ARTICLE:
__________
[opam-devel] [ANN] opam-fmt 1.0

Tue Nov 24 10:46:08 GMT 2015

David > I'm worried that the scheme you propose could make writing the
transformations sensibly harder. Having the semantical (post-parsing)
representation of the OPAM file is necessary to decide whether/how to
transform, and this could still be done under your scheme, but then
after making a choice you would have to go back to the token
stream. Currently I use the fairly convenient
semantical-representation-update functions provided by the library:

  https://github.com/gasche/opam/blob/2a08373b2fce9de4fad4c3263dc781f6f1c46b11/admin-scripts/add_ocamlbuild_dependency.ml#L289-L291

    let opam = with_depends opam0 (add_ocamlbuild (depends opam0)) in
    if opam = opam0 then opam0
    else with_opam_version opam (OpamVersion.of_string "1.2")

and I'm not eager to move to a FSM design to express these
transforms. It could be done and I would be curious to see the result,
but myself I would rather aim for a less precise but
easier-to-describe transform, at the risk of losing some token
information.

> Another option would be to implement a format-preserving reprinter
> for bulk updates, that would keep the original fields order, and
> check every field for semantic changes before reprinting (we have
> precise file positions already, so we could extract the raw string
> to reprint when there are no changes).

With this solution, you still lose comments on the modified fields
(we've seen in the examples above that for examples there are comments
inside the depext or depopt fields). The general guarantee you provide
to users is still "best effort, comments may disappear".

> Attaching comments to the AST would be nice and allow to keep them
> even in rewritten fields, but require much more dev time.
__________
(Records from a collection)
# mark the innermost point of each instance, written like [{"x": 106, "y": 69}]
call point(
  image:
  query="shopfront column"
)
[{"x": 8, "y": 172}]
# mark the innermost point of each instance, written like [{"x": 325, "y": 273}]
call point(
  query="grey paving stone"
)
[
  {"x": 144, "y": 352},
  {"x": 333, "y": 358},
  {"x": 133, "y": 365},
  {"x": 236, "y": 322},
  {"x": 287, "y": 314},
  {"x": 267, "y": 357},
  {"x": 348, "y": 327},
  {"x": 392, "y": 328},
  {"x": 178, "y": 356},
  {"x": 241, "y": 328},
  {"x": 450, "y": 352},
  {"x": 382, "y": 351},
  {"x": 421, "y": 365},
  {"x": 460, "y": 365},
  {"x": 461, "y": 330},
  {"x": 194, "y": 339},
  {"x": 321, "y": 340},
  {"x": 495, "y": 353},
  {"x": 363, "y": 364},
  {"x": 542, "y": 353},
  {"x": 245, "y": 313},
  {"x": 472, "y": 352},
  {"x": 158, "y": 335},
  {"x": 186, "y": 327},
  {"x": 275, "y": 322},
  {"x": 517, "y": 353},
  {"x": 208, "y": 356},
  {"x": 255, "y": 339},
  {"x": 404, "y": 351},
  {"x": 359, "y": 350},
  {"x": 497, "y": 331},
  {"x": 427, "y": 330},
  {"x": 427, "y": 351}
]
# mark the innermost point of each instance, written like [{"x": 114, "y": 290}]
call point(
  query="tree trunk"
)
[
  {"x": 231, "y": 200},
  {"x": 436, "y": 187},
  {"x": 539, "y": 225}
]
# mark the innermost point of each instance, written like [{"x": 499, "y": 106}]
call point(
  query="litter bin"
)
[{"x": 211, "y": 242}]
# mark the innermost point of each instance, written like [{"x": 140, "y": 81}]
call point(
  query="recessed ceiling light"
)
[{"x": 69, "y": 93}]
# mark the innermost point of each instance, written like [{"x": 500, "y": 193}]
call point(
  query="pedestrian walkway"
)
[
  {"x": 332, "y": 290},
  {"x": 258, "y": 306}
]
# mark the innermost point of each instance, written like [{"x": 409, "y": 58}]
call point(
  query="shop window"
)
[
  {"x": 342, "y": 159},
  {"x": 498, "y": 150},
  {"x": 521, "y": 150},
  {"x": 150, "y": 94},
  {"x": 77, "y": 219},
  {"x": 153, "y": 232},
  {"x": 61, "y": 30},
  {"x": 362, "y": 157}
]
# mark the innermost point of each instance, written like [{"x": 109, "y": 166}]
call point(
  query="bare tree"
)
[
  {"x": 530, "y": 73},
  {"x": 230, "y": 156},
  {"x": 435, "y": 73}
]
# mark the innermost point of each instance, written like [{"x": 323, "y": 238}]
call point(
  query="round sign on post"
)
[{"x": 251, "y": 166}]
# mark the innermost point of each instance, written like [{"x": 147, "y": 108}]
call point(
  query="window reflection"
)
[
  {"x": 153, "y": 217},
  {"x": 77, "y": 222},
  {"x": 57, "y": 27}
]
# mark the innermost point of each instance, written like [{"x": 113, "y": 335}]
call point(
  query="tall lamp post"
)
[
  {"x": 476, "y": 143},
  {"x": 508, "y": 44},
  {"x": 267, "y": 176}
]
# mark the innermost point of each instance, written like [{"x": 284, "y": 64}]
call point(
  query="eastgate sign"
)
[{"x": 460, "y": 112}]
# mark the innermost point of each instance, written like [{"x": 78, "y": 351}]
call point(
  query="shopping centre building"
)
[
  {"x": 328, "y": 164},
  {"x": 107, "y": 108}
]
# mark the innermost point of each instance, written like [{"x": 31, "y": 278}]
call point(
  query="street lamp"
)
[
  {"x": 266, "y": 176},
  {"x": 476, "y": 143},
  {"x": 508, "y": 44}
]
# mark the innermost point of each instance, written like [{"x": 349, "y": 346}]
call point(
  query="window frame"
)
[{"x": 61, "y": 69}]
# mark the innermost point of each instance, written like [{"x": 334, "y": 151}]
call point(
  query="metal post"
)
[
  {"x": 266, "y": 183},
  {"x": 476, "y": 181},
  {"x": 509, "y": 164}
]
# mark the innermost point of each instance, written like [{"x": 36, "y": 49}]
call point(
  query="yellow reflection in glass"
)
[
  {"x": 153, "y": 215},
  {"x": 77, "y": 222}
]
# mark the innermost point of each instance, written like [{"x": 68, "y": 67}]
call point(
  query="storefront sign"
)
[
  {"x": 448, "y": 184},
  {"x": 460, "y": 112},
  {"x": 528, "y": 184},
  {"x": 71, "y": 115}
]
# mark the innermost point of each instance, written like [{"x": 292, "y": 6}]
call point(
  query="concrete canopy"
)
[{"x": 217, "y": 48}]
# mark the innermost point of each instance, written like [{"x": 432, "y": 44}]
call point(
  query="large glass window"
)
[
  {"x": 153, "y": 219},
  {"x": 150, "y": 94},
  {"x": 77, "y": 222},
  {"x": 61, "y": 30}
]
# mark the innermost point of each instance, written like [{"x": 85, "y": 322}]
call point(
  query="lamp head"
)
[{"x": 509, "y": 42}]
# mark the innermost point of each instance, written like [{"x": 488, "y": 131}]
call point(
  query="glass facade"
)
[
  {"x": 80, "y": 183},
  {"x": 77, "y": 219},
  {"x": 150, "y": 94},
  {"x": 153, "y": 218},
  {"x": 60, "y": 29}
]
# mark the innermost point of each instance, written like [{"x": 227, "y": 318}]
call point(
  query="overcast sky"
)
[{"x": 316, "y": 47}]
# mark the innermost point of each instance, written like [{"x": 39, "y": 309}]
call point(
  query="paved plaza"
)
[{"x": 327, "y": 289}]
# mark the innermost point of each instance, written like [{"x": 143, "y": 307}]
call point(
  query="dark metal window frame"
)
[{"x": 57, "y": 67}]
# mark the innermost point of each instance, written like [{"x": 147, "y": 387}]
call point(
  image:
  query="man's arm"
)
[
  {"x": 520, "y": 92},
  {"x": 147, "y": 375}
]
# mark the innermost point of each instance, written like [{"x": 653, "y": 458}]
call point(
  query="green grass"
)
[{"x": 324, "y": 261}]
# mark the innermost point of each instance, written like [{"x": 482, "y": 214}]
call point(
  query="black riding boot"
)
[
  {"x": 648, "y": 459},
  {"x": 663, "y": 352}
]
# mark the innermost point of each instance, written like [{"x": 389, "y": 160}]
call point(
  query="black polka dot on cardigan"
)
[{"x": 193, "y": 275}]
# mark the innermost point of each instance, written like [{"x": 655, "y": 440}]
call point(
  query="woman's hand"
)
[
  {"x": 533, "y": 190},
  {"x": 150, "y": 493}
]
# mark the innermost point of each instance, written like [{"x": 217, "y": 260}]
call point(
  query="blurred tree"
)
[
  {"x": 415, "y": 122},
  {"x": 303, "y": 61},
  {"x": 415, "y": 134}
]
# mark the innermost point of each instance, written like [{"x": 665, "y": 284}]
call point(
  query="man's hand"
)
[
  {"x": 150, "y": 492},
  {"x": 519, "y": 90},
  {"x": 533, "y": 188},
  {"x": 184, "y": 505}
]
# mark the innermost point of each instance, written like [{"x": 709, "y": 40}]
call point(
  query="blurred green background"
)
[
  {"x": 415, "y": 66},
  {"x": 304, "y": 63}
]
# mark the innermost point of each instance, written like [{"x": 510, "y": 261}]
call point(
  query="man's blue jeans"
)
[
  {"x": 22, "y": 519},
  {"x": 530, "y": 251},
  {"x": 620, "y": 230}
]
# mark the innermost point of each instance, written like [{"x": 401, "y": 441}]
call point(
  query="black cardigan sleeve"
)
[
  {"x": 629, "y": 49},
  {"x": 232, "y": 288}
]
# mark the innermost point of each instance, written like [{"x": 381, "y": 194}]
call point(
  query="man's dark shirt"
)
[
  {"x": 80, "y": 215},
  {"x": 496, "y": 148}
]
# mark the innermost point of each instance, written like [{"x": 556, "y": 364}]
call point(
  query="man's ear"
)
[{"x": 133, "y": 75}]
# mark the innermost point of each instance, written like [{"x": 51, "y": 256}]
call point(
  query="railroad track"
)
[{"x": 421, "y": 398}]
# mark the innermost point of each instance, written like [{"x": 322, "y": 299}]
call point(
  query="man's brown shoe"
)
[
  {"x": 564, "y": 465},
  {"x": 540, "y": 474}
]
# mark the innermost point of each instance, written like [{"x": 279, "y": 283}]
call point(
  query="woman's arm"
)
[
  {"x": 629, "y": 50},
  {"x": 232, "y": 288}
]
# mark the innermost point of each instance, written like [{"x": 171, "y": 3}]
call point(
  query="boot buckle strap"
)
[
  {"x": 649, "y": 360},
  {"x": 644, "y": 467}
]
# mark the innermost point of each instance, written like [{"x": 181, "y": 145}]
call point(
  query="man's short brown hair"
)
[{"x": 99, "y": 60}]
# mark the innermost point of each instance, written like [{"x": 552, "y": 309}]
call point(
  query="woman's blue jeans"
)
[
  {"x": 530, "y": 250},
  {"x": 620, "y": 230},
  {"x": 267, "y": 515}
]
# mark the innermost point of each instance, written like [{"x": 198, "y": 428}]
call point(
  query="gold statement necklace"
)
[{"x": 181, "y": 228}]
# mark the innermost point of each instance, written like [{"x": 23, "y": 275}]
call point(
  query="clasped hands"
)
__________
TASKS FOR THIS EXERCISE:
A. Answer these from the opam-fmt post:
(i) What version string does the quoted code pass to OpamVersion.of_string?
(ii) Which two fields are said to have comments inside them?
(iii) What design is the writer not eager to move to for expressing the transforms?
B. Tally the lines in the entries that contain the string "frame", matching case exactly, and reply with the number alone.

EXPECTED RESULTS:
A.
(i) "1.2"
(ii) The depext and depopt fields
(iii) An FSM design

B. 2